PASSAGE PROVIDED:
=== Begin Enclosure ===

FRIDAY —- 

Dana Ward is the author of The Crisis of Infinite Worlds (Futurepoem) & This Can’t Be Life (Edge Books). He lives in CIncinnati, Oh.

Catherine Wagner‘s latest book is Nervous Device (City Lights, 2012). She lives in Oxford, Ohio, where she teaches at Miami University.

Lane Hall is a multi-media artist, writer and professor in the Department of English at UW-Milwaukee. He has been active in the recent labor struggles in Wisconsin, and has written extensively about pragmatic activism. He was a founding member of the Playground Legends PAC which focused on voter enfranchisement  in some of Milwaukee’s African American neighborhoods, and has more recently co-founded the Overpass Light Brigade (OLB) which is a direct action group aimed at DIY political messaging, visibility, and the creation of community through the power of play.  His art installations have been exhibited at the Brooklyn Museum, The Milwaukee Art Museum, the California Academy of Sciences, the Shanghai World Expo, the Field Museum, The Science Gallery in Dublin,  and – most recently – Eyebeam in NYC, and OLB images and videos have been widely, and at times, virally, disseminated throughout the web.

=== End Enclosure ===

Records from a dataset
=== Begin Enclosure ===

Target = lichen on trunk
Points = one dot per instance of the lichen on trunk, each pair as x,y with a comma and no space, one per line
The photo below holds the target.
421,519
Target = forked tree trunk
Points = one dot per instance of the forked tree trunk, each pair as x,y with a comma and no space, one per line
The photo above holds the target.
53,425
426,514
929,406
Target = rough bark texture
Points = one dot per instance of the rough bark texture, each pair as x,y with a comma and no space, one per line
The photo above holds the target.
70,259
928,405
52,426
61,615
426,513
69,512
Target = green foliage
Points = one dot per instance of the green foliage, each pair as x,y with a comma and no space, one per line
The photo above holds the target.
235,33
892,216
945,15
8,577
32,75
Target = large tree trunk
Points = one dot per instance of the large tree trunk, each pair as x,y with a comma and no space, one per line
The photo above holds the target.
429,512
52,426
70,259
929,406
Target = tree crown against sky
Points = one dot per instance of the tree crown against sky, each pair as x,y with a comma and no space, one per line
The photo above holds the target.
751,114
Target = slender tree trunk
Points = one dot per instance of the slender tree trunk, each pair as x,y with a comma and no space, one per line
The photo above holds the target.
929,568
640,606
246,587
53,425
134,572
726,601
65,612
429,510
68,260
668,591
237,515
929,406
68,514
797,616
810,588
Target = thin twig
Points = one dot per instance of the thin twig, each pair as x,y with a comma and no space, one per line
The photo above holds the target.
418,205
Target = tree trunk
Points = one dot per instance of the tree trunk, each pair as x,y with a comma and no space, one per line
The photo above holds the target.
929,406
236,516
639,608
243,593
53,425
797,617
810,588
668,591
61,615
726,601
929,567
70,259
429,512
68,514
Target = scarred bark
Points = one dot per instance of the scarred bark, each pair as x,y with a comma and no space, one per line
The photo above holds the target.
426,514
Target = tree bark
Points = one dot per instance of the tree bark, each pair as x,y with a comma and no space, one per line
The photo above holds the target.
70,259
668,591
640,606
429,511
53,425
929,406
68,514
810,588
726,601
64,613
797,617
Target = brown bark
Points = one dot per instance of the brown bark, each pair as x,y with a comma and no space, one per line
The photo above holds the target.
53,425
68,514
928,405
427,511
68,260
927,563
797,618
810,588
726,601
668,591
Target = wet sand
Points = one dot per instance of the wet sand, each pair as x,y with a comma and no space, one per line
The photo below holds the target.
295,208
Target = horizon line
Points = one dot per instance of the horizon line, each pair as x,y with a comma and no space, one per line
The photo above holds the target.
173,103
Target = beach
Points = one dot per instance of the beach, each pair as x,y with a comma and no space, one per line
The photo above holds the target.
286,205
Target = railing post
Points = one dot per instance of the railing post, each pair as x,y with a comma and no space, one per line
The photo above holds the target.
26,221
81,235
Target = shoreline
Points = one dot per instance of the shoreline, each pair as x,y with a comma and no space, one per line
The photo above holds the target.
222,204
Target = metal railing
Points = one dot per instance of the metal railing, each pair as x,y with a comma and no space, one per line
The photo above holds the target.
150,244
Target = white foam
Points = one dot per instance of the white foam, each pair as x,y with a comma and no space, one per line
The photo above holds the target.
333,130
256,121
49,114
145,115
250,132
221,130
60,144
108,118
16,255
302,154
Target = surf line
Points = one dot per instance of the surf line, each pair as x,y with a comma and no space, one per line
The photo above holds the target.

=== End Enclosure ===

Name every venue the biographical notes say has exhibited Lane Hall's art installations.

Brooklyn Museum; The Milwaukee Art Museum; the California Academy of Sciences; the Shanghai World Expo; the Field Museum; The Science Gallery in Dublin; Eyebeam in NYC